_To be done_:
Please swap "dried banana leaf" for "dried palm frond" in the rows starting at the line that contains "of the orange" and ending at the line that contains "rim with a single point, one per instance.", and give only those lines again with nothing else changed.
START Dataset entries
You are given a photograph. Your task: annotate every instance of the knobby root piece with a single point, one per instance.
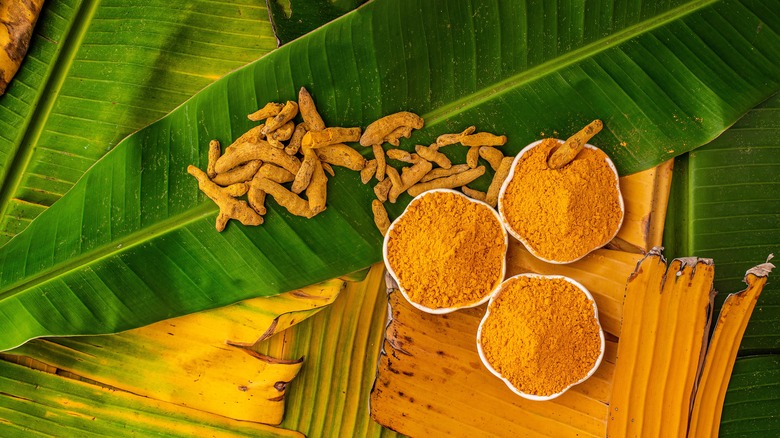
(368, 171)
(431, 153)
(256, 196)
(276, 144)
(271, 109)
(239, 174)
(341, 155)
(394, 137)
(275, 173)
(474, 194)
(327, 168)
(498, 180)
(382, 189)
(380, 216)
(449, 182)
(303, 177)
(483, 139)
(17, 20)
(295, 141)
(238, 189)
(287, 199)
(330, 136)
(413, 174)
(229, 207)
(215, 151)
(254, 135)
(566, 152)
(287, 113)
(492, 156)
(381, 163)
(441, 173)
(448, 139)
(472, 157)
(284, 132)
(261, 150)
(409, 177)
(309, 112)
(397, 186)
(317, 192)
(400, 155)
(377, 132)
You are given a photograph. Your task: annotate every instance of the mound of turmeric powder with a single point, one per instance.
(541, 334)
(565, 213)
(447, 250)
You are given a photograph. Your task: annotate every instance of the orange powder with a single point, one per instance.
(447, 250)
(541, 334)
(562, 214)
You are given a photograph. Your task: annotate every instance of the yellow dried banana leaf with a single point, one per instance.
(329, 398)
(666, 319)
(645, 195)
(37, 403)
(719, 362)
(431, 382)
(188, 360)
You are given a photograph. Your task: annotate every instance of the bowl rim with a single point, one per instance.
END Dataset entries
START Dataset entries
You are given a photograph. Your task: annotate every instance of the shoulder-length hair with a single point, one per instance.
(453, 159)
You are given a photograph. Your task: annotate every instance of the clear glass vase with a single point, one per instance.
END Dataset entries
_Output for this task_:
You are given a photograph. Your task: annotate every instance of the orange powder with a single point, one per instance.
(447, 250)
(541, 334)
(562, 214)
You are given a photograph. Your task: annotate every instance of the yellow dried palm frond with a single point, one per instance.
(329, 398)
(666, 319)
(645, 195)
(37, 403)
(719, 362)
(431, 382)
(188, 360)
You are given a photograph. Your task: annotate every instance of the bowl rim with a single point, one per instance.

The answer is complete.